**Work instructions**
Without omitting anything, retype the data that follows.

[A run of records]
★ ★ ★ ★ ★ ★ ★

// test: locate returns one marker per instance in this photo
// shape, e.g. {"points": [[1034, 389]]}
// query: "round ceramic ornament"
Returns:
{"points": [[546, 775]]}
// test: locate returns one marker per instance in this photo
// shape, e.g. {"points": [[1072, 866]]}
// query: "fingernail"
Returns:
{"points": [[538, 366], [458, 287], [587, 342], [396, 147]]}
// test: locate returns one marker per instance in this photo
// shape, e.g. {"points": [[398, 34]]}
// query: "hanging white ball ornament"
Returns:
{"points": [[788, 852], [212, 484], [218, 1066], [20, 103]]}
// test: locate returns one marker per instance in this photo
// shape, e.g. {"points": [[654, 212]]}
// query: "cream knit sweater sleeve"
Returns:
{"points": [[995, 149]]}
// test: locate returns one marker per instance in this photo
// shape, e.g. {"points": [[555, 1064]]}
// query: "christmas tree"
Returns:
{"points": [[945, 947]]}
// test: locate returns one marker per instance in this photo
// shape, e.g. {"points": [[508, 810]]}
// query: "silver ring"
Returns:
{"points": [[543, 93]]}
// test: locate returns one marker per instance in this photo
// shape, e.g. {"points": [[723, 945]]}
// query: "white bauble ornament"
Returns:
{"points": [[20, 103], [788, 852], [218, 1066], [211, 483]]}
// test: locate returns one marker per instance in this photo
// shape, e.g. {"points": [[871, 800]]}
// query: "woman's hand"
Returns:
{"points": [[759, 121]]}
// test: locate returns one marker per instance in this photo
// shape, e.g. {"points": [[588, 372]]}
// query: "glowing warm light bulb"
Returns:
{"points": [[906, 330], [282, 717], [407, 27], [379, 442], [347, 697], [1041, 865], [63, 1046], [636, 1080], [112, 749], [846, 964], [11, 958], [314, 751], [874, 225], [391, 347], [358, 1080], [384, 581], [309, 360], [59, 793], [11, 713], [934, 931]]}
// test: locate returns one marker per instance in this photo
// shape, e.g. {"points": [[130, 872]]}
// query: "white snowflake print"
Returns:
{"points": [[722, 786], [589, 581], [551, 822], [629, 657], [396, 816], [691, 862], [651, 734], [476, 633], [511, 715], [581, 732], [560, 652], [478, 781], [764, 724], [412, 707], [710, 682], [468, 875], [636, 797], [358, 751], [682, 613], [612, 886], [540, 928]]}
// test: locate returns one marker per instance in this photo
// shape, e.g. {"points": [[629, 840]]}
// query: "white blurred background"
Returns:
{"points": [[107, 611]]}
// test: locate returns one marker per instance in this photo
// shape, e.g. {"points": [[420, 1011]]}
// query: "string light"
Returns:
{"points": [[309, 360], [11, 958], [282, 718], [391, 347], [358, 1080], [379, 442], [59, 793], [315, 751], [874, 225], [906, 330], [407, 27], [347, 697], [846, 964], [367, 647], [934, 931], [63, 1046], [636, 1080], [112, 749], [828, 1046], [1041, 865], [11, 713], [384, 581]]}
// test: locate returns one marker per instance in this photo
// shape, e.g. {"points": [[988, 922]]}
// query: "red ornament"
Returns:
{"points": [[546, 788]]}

★ ★ ★ ★ ★ ★ ★

**Result below**
// test: locate returns one marker per instance in this photo
// shape, e.g. {"points": [[1034, 389]]}
// query: "round ceramic ornament"
Returns:
{"points": [[546, 775]]}
// test: locate returns one marker per instance in this photo
// shape, e.g. {"points": [[1072, 866]]}
// query: "fingernail"
Returns:
{"points": [[538, 366], [458, 287], [587, 342], [396, 147]]}
// test: locate returns one marker per instance in this photo
// shape, e.g. {"points": [[398, 34]]}
// query: "hanging white ball ornament"
Returns:
{"points": [[788, 852], [212, 484], [218, 1066], [20, 103]]}
// test: locate returns one marker per instance in this photo
// shape, e.g. {"points": [[654, 212]]}
// query: "cream knit sweater sleeve"
Returns:
{"points": [[995, 149]]}
// test: locate returns one marker per instance in this photo
// shape, e.g. {"points": [[555, 1064]]}
// query: "christmas tree"
Returns:
{"points": [[945, 947]]}
// test: locate returns one marker per instance in this photo
// shape, e.g. {"points": [[508, 810]]}
// query: "silver ring"
Returns:
{"points": [[543, 93]]}
// test: locate returns one marker per instance in this photo
// shape, e.g. {"points": [[723, 945]]}
// query: "white bauble ornament"
Returns:
{"points": [[20, 103], [788, 852], [218, 1066], [211, 483]]}
// test: locate returns one marker per instance in this photo
// shape, e.g. {"points": [[871, 800]]}
// query: "woman's hand"
Returns:
{"points": [[759, 121]]}
// test: locate returns one marker per instance in this photo
// shape, e.g. {"points": [[588, 372]]}
// query: "glowing warm light bulb"
Returns:
{"points": [[906, 330], [282, 717], [407, 27], [379, 442], [347, 697], [1041, 865], [63, 1046], [636, 1080], [112, 749], [846, 964], [11, 958], [314, 751], [874, 225], [391, 347], [358, 1080], [384, 581], [309, 360], [59, 793], [11, 713], [934, 931]]}
// test: locate returns one marker per instance in this photo
// shape, e.g. {"points": [[130, 872]]}
// query: "white snowflake print"
Returns:
{"points": [[722, 786], [589, 581], [551, 822], [629, 657], [396, 816], [691, 862], [651, 734], [476, 633], [511, 715], [581, 732], [560, 652], [478, 781], [764, 724], [412, 707], [710, 682], [468, 875], [636, 797], [358, 751], [682, 613], [612, 886], [540, 928]]}
// test: locate returns one marker per instance in this photo
// shape, e.g. {"points": [[629, 840]]}
// query: "white blurred background"
Returns:
{"points": [[107, 611]]}
// test: locate returns one marker per instance in this photo
// shape, e.g. {"points": [[420, 1011]]}
// query: "string light"
Returns:
{"points": [[309, 360], [11, 958], [282, 718], [391, 347], [358, 1080], [379, 442], [59, 793], [315, 751], [874, 225], [906, 330], [407, 27], [347, 697], [846, 964], [367, 647], [934, 931], [63, 1046], [636, 1080], [112, 749], [828, 1046], [1041, 865], [11, 713], [384, 581]]}
// test: locate returns one marker per instance in this photo
// shape, e.g. {"points": [[988, 922]]}
// query: "red ornament"
Returns:
{"points": [[546, 788]]}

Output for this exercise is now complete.